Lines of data
- - -

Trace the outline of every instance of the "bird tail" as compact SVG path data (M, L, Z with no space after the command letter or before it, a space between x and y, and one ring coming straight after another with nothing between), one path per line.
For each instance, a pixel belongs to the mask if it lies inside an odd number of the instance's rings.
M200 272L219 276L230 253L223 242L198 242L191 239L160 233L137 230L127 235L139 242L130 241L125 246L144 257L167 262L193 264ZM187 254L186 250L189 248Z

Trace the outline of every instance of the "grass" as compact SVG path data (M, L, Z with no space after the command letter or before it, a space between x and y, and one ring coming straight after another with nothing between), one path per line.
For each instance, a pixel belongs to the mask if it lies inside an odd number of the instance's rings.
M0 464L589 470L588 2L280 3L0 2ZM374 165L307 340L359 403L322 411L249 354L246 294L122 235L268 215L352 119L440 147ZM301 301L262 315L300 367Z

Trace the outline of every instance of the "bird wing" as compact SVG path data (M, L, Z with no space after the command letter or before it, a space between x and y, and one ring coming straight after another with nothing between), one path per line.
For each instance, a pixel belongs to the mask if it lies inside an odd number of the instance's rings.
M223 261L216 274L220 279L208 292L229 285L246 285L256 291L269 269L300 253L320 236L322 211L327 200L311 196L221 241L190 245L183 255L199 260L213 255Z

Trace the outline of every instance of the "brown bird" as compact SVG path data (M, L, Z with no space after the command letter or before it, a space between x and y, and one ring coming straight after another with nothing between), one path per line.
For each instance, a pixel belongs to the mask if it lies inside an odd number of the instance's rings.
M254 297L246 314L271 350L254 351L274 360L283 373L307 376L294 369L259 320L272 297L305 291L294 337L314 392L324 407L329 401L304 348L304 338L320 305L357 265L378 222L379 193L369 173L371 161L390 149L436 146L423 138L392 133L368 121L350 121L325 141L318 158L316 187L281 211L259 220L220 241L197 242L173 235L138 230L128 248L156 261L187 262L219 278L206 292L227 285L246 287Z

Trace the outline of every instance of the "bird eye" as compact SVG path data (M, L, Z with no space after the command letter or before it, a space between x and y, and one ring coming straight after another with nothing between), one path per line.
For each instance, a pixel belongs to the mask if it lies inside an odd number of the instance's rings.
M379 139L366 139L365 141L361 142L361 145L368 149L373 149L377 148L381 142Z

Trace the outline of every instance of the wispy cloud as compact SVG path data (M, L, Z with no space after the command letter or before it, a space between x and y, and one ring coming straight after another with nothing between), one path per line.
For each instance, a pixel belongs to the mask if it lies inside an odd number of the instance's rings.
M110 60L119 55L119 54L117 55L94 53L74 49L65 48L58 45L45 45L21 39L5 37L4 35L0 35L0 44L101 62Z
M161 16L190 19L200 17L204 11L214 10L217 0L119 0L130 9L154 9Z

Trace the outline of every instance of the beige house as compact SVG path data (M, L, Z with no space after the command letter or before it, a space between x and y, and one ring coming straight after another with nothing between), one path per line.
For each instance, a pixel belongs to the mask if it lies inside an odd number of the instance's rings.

- - -

### INSTRUCTION:
Copy every one of these rows above word for word, leaving nothing out.

### TASK ANSWER:
Trace the outline of every instance of the "bird tail" as compact SVG path data (M, L, Z with no space after the command letter or before it, a space between x and y, and one ring coming straight after another with nothing between), one path per line.
For each instance, a pixel belongs to the mask if it lies inside an odd number of the instance's rings.
M200 272L219 276L230 253L223 242L198 242L191 239L160 233L137 230L127 235L139 242L130 241L125 246L144 257L167 262L193 264ZM187 254L186 250L189 248Z

Trace the outline of every instance of the "grass" as compact SVG path data (M, L, Z with no space after the command letter or before it, a space between x and y, and one ring coming straight after another with nothing between), one path per line.
For each instance, a pixel belongs to the mask if it lies inside an odd number of the instance's rings.
M0 464L589 470L588 2L280 3L0 2ZM374 165L307 340L359 403L322 411L249 354L246 294L122 235L268 215L352 119L440 147ZM301 301L262 315L300 367Z

Trace the outline of every instance of the "bird wing" as compact SVG path data (M, L, Z with no space after the command letter or before it, a space between x and y, and one ring coming straight after another with nothing between), one path per line.
For each instance, a pixel belongs to the mask if it lies inside an odd number of the instance's rings.
M223 261L216 274L220 279L208 292L229 285L246 285L256 291L269 269L300 253L320 236L322 211L327 200L311 196L221 241L190 245L183 255L199 260L213 255Z

Trace the outline of every instance of the "brown bird" as compact SVG path data (M, L, Z with no space after the command letter or before it, a space between x and y, and one ring coming straight after another with nothing between), one path per line.
For each instance, a pixel belongs to the mask if it lies inside an odd number of the instance's rings.
M254 297L246 314L271 350L254 351L274 360L283 373L307 376L294 369L259 320L272 297L305 291L294 337L314 392L324 407L329 401L304 348L304 338L320 305L357 265L378 222L379 193L369 173L371 161L390 149L436 146L423 138L392 133L368 121L350 121L325 141L318 158L316 187L281 211L259 220L220 241L197 242L173 235L138 230L128 248L156 261L187 262L219 278L206 292L227 285L246 287Z

Trace the outline of every instance of the "bird eye" as compact SVG path data (M, L, Z with no space after the command letter or before it, a space between x and y, and one ring coming straight after another with nothing between), one path per line.
For each instance, a pixel belongs to the mask if it lies inside an odd number of the instance's rings.
M379 139L366 139L365 141L361 142L361 145L368 149L373 149L377 148L381 142Z

Trace the outline of every instance of the wispy cloud as compact SVG path data (M, L, Z with no space after the command letter or before it, a space between x and y, and one ring coming straight after another with nothing between), one path per line.
For each instance, a pixel belongs to the mask if it lies inside an odd number of the instance's rings.
M110 60L119 55L119 54L117 55L94 53L74 49L65 48L58 45L45 45L21 39L5 37L4 35L0 35L0 44L101 62Z
M161 16L190 19L200 17L204 11L214 10L217 0L119 0L130 9L154 9Z

Trace the outline of every instance of the beige house as compact SVG path data (M, L, Z with no space after the command letter or before it, a space between x and y, and one ring coming straight after another with nothing between), one path per line.
For each instance, a pixel belongs to the mask if it lies inside an odd number of the instance's rings.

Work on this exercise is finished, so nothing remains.